#### Task goal:
After locating "Target: man's leg" in the listing below, copy that line and each one after it exactly, ending with the line that has "Target: person walking in distance".

╭─ Data records

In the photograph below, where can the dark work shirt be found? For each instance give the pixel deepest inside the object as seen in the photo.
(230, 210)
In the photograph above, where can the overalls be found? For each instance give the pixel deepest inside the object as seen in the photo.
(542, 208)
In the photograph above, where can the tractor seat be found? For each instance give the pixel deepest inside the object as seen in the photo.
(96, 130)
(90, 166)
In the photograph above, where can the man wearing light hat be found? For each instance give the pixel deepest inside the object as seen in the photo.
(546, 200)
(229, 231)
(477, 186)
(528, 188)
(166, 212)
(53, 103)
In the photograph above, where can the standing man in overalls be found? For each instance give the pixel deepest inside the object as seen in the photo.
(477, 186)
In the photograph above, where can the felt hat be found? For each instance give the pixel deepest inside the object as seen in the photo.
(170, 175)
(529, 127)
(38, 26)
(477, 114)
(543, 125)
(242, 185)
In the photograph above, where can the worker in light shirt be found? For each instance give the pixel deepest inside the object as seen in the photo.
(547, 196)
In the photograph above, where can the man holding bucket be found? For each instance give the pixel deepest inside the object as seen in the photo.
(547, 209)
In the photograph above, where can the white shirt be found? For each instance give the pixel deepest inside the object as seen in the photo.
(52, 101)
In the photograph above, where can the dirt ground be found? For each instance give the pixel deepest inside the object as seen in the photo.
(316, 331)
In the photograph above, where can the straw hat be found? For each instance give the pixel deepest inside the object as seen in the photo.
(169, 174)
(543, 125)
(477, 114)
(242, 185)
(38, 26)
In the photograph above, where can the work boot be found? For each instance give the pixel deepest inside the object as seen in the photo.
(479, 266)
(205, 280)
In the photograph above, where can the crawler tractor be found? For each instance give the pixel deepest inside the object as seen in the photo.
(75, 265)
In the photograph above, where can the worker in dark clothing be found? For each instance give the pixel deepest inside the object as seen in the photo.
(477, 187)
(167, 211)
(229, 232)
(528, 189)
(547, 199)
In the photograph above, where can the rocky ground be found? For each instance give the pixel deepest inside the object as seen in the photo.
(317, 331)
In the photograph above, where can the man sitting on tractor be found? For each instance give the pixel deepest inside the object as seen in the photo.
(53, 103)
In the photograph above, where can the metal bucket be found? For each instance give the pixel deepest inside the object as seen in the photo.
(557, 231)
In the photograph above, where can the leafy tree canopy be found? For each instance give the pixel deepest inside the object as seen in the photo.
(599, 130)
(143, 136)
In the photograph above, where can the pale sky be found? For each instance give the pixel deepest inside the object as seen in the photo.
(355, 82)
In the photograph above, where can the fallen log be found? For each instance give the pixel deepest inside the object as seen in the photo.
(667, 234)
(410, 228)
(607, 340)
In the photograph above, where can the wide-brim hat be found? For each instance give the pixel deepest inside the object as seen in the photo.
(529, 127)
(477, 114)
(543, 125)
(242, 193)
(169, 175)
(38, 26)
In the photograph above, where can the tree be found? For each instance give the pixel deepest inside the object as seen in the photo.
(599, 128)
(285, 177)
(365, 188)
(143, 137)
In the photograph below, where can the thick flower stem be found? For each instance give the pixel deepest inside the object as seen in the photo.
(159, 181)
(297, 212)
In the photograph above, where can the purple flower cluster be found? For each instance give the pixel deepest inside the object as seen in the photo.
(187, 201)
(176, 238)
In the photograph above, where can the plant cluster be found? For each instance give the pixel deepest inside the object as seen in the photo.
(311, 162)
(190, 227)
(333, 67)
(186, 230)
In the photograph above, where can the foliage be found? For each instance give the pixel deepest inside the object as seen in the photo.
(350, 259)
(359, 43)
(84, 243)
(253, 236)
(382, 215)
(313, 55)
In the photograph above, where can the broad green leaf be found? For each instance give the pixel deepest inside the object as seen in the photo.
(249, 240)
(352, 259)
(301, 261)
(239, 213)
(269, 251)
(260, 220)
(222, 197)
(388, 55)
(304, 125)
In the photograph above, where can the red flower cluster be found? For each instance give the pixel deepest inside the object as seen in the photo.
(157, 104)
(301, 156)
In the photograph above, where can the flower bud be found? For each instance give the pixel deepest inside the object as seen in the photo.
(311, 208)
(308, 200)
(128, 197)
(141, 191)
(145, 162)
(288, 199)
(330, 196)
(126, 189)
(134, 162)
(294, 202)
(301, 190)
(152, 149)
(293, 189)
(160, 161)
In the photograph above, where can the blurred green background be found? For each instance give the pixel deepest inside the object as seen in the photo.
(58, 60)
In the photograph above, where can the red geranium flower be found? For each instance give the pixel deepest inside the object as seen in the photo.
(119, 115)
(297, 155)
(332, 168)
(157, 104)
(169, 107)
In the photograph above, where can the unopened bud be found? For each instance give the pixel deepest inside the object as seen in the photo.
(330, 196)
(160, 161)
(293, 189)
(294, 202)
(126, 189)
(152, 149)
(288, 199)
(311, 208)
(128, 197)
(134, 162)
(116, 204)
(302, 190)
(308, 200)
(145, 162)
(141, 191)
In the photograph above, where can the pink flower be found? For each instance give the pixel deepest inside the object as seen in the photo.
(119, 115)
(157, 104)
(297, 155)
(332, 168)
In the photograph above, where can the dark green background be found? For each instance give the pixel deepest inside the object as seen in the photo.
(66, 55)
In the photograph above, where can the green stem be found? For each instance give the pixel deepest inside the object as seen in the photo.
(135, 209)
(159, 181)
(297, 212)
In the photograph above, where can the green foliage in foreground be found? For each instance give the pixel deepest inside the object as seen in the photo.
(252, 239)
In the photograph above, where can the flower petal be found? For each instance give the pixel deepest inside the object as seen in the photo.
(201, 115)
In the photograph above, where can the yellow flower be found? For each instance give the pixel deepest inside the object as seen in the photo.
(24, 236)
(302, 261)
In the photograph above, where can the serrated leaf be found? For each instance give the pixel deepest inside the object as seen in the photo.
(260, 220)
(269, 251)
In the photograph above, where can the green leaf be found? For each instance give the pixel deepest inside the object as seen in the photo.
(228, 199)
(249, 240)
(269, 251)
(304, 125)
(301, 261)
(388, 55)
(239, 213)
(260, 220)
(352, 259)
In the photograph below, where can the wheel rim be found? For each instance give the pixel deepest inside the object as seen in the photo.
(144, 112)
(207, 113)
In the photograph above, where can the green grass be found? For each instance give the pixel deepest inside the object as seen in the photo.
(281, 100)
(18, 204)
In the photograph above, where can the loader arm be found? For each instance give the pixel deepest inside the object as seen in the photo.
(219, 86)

╰─
╭─ Data records

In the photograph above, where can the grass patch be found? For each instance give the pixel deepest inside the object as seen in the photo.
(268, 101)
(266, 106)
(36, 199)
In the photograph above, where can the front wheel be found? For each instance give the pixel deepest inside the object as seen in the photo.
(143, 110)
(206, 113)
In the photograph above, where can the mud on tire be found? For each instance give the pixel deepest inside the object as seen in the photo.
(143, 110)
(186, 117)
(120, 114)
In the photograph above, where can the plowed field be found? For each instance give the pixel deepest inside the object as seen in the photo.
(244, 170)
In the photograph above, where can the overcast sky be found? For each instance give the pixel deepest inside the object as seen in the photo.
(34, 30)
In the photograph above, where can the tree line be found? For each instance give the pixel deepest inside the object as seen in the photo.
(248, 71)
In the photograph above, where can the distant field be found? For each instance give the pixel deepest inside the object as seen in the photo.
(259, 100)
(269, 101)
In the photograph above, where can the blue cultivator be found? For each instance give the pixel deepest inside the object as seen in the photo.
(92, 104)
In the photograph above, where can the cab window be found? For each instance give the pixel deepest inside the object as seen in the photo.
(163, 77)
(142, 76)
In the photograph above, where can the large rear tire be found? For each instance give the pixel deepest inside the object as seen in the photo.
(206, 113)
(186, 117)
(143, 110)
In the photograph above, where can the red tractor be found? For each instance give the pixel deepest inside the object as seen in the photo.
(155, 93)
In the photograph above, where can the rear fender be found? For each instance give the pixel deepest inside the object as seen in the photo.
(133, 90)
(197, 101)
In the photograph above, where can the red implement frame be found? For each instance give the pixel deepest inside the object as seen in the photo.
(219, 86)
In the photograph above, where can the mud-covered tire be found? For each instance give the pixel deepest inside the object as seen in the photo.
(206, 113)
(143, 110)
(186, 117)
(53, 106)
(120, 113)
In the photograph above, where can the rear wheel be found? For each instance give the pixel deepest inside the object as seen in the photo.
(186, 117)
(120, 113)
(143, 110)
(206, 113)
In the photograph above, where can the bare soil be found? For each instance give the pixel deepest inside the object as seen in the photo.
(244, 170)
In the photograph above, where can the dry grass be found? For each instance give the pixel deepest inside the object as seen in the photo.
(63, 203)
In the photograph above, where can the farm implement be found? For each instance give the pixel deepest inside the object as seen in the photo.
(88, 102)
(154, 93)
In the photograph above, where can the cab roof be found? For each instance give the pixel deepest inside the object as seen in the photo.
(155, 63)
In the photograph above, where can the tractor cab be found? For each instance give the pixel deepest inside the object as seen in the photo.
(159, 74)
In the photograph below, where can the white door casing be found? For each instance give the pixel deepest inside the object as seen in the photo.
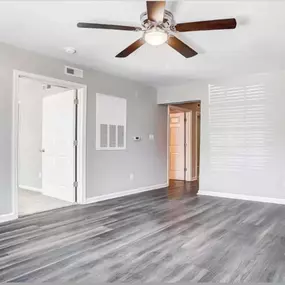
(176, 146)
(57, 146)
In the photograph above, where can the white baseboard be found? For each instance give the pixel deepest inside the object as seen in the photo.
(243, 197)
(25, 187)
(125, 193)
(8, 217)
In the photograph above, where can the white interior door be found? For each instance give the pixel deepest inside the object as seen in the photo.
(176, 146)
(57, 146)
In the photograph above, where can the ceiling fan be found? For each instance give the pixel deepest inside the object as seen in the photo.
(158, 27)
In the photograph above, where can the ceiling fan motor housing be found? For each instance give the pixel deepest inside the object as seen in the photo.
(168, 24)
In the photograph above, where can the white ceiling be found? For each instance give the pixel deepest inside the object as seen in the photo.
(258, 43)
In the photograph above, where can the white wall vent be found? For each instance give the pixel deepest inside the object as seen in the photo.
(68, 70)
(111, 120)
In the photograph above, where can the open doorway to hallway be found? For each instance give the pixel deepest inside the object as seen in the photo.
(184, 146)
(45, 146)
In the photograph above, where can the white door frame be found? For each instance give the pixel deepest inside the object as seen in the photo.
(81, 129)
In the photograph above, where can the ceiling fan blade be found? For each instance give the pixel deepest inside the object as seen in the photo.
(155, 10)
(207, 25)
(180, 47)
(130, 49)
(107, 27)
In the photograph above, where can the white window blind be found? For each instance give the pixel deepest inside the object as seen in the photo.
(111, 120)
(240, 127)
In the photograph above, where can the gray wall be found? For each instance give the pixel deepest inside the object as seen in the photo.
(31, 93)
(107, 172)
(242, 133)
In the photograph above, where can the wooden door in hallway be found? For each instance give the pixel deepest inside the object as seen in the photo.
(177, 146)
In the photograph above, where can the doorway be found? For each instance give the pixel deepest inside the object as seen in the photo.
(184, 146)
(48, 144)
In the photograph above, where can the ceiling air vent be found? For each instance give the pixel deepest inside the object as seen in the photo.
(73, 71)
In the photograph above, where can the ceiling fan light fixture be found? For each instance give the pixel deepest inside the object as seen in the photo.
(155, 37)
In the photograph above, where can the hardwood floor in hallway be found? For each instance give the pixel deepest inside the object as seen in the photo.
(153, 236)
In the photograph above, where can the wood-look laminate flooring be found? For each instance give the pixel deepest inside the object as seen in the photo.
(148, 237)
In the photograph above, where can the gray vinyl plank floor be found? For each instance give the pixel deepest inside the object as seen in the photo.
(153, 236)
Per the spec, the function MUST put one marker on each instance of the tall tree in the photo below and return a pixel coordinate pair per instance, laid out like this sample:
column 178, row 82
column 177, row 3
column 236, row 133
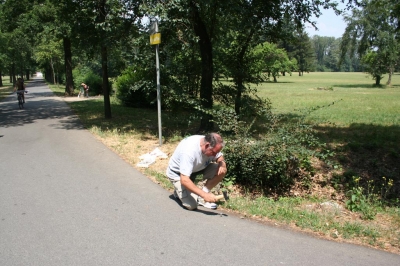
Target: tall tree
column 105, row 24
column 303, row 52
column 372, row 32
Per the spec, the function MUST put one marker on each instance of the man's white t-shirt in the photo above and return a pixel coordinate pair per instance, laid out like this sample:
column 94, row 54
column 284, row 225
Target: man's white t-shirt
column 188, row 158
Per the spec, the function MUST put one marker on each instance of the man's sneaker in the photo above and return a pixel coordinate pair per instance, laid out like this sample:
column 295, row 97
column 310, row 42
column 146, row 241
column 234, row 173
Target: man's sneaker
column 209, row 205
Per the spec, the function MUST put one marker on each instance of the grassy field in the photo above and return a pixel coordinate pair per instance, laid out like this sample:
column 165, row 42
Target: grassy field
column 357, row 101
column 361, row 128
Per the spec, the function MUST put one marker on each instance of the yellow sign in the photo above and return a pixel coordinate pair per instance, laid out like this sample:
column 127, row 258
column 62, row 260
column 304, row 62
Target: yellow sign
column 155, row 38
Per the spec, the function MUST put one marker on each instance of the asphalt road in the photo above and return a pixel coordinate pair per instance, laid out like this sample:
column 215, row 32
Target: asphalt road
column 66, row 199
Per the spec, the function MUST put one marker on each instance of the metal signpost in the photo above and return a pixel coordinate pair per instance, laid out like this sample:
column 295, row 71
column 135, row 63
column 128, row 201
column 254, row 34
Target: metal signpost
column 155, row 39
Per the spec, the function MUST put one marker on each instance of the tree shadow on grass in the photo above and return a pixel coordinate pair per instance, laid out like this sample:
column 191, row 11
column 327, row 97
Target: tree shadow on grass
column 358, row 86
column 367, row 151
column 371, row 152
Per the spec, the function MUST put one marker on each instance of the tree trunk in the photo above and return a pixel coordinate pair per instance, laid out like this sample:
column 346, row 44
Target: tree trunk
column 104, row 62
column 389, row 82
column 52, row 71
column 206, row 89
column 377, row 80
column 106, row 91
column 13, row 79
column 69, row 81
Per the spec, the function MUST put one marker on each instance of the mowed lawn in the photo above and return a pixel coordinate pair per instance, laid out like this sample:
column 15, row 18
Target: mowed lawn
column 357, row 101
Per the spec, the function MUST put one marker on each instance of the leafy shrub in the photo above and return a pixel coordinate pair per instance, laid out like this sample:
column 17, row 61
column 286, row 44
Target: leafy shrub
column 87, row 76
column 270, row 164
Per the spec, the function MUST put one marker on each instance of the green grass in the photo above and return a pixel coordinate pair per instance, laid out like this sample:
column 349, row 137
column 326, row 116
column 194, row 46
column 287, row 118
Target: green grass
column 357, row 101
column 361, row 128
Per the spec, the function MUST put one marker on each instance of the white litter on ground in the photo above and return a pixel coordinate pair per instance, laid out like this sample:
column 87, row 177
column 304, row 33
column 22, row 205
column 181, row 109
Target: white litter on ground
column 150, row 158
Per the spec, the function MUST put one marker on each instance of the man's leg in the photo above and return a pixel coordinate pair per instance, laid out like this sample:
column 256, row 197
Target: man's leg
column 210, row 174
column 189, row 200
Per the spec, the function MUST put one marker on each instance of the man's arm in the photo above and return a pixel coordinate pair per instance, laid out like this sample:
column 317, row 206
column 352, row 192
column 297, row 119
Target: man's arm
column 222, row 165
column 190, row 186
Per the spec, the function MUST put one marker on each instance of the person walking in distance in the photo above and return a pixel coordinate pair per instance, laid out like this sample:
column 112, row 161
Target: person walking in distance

╰─

#### Answer box:
Target: man's leg
column 210, row 174
column 189, row 200
Per the spec, the function MUST put one marker on each instance of the man's arm in the photo above and return a pixel coordinate pair per instance, laid out like this sample:
column 317, row 206
column 352, row 192
column 297, row 119
Target: man's arm
column 222, row 165
column 190, row 186
Per the spec, the function MUST put one marker on each instance of the person walking in distance in the photo above and return a pixel coordinate pair per instance, laid out like this sample:
column 112, row 161
Target: person walking in distance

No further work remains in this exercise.